CEL:
Wybierz, proszę, z wpisów każdy wiersz, w którym występuje słowo „grey”, i przepisz go.

DANE DO ĆWICZENIA:
____

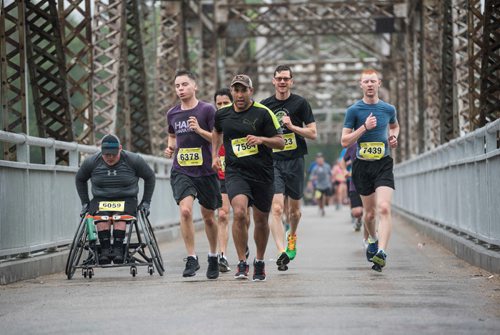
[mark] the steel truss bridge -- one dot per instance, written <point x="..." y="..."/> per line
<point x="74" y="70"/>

____

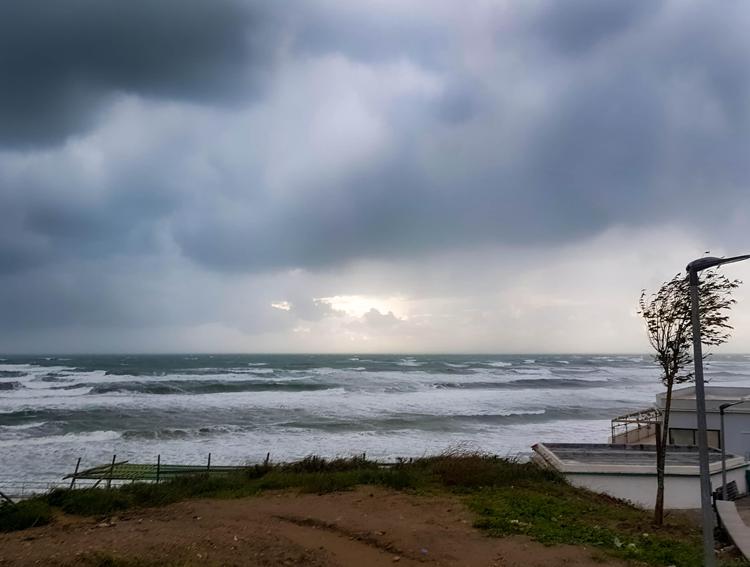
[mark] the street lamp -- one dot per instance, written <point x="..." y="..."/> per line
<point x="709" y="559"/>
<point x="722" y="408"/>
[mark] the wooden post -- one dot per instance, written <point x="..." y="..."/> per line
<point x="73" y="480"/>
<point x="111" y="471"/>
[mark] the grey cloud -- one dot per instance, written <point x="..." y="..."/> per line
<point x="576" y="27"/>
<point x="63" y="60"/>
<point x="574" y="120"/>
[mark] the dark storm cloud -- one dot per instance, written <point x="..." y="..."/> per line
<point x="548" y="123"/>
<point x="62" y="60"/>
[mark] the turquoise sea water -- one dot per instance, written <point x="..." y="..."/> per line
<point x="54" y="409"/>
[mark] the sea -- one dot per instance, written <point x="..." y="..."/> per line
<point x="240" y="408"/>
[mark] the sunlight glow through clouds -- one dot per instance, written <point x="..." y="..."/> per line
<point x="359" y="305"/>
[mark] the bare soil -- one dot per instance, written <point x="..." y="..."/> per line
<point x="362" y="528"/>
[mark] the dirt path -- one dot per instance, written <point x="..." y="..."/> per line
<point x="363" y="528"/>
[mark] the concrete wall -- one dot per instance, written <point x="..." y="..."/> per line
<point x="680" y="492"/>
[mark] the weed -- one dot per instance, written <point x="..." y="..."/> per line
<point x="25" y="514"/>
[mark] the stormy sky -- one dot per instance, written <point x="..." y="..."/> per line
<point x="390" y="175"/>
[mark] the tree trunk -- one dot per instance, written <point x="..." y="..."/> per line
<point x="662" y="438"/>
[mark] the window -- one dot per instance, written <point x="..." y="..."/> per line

____

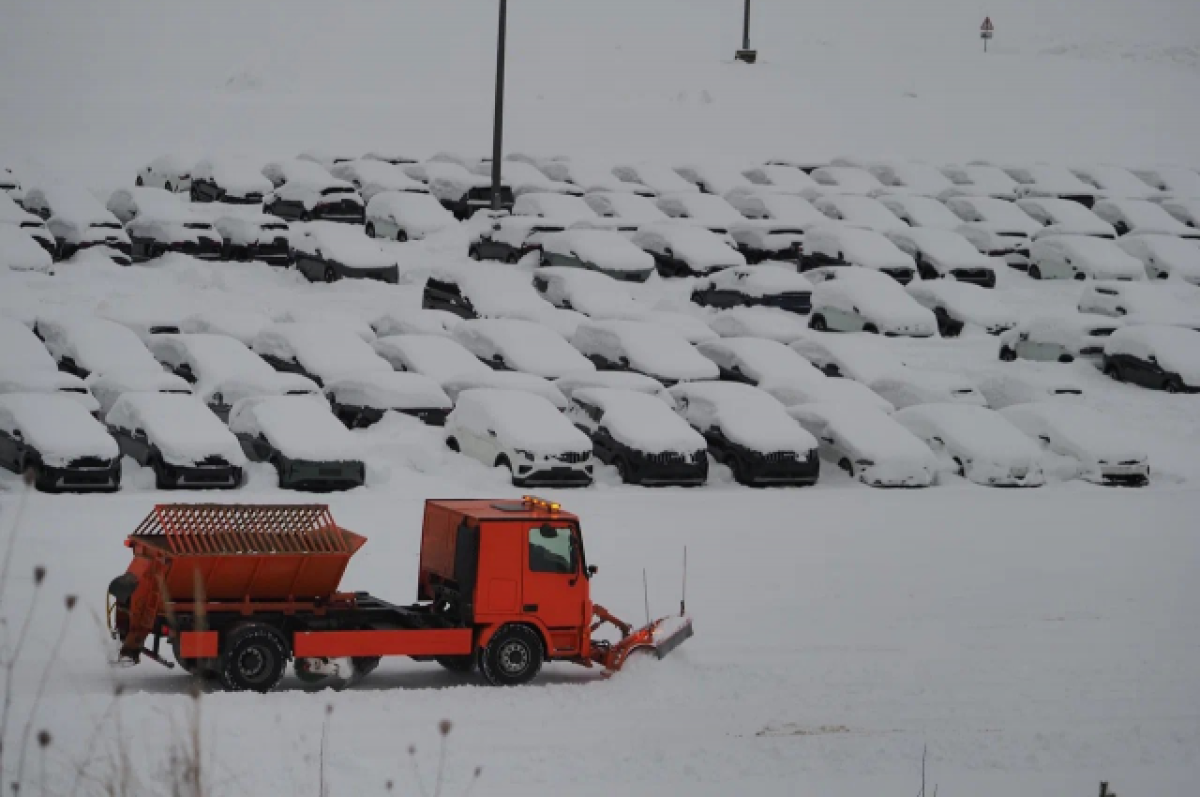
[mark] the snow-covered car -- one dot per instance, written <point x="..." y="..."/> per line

____

ROZWIĄZANIE ĆWICZENIA:
[mark] the grey cloud -- one dot per instance, written <point x="..." y="..."/> per line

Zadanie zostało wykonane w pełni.